Re: Threading - getting better use of my MP box
by samtregar (Abbot) on Jul 02, 2007 at 18:44 UTC
    I recommend you avoid threading in Perl - it's really not a very good implementation. However, that doesn't mean you have to avoid multi-processing! Check out Parallel::ForkManager, a module that makes forking off sub-processes and collecting results reasonably pain-free. Just make sure you make new DBI connections in the child processes since multiple processes can't share a connection. Also, you'll have to set InactiveDestroy on any parent handles in the child so they don't get closed when the child exits.

    As for #2, the answer is complicated. InnoDB supports real transactions with configurable semantics (read-committed is my favorite). It does support row-level locking, but that doesn't tell you ask much as you might think. I recommend some extended quality time with the manual.

    #3 - yes. Your 8-way boxes need parallell code to perform up to their potential. From your description it sounds like just separating downloading, parsing and DB inserts into three processes would be a big improvement. Beyond that you might consider processing multiple streams of download/parse/insert in parallel.

    -sam

Re: Threading - getting better use of my MP box
by archfool (Monk) on Jul 02, 2007 at 17:20 UTC
    From the DBI.pm perldoc:
    (Though some DBD implementations like DBD::Oracle DO support multiple threads)
    According to this, though, you can make a private DBI connection in each thread safely.

    (DBI) Threads and Thread Safety

    Perl 5.7 and later support a new threading model called iThreads. (The old "5.005 style" threads are not supported by the DBI.)

    In the iThreads model each thread has it's own copy of the perl interpreter. When a new thread is created the original perl interpreter is 'cloned' to create a new copy for the new thread.

    If the DBI and drivers are loaded and handles created before the thread is created then it will get a cloned copy of the DBI, the drivers and the handles.

    However, the internal pointer data within the handles will refer to the DBI and drivers in the original interpreter. Using those handles in the new interpreter thread is not safe, so the DBI detects this and croaks on any method call using handles that don't belong to the current thread (except for DESTROY).

    Because of this (possibly temporary) restriction, newly created threads must make their own connctions to the database. Handles can't be shared across threads.

    But BEWARE, some underlying database APIs (the code the DBD driver uses to talk to the database, often supplied by the database vendor) are not thread safe. If it's not thread safe, then allowing more than one thread to enter the code at the same time may cause subtle/serious problems. In some cases allowing more than one thread to enter the code, even if not at the same time, can cause problems. You have been warned.

    Using DBI with perl threads is not yet recommended for production environments.

Re: Threading - getting better use of my MP box
by wind (Priest) on Jul 02, 2007 at 18:50 UTC
    Where exactly is your bottleneck? Add debugging information that keeps track of the time used in each of the three primary functions of this program: downloading of data, parsing of data, inputting of data into the database. I presume that the most likely place where your program is using the most time would be the downloading of information. Therefore look into creating a unique thread for downloading from each source of data.

    Most likely the parsing and inputting of data into the database are the quickest operations by far, so you can leave these as single threaded for simplicity sake.

_Records provided_.
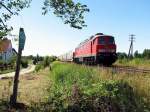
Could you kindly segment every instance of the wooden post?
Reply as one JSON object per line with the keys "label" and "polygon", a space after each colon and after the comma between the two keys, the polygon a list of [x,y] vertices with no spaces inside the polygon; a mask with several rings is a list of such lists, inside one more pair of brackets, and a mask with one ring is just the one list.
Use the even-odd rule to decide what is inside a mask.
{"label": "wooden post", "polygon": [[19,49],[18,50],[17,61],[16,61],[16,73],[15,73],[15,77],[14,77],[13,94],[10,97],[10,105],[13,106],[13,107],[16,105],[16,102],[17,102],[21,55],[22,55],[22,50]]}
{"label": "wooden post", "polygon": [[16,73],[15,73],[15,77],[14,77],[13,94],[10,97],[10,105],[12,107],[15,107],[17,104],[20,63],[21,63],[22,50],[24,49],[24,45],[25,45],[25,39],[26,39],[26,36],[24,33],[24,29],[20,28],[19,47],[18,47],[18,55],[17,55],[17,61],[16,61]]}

_Things to do_.
(A) In the forum thread, which transaction semantics does samtregar name as a favorite for InnoDB?
(B) Summarize the forum thread in two sentences.
(C) According to the forum thread, why must newly created threads make their own connections to the database?

_Answers for this exercise_.
(A) Read-committed.

(B) One reply advises avoiding Perl threads in favor of forking sub-processes with Parallel::ForkManager, opening new DBI connections in each child, and separating downloading, parsing and database inserts into their own processes. Another quotes the DBI documentation saying that handles can't be shared across threads, so each thread must make its own database connection, and a third suggests timing each of the program's three main functions and giving downloading a separate thread for each data source.

(C) A new thread gets cloned copies of any existing handles, but the internal pointer data in those handles still refers to the DBI and drivers in the original interpreter. Using them in the new thread is not safe, so the DBI croaks on any method call with a handle that doesn't belong to the current thread (except DESTROY).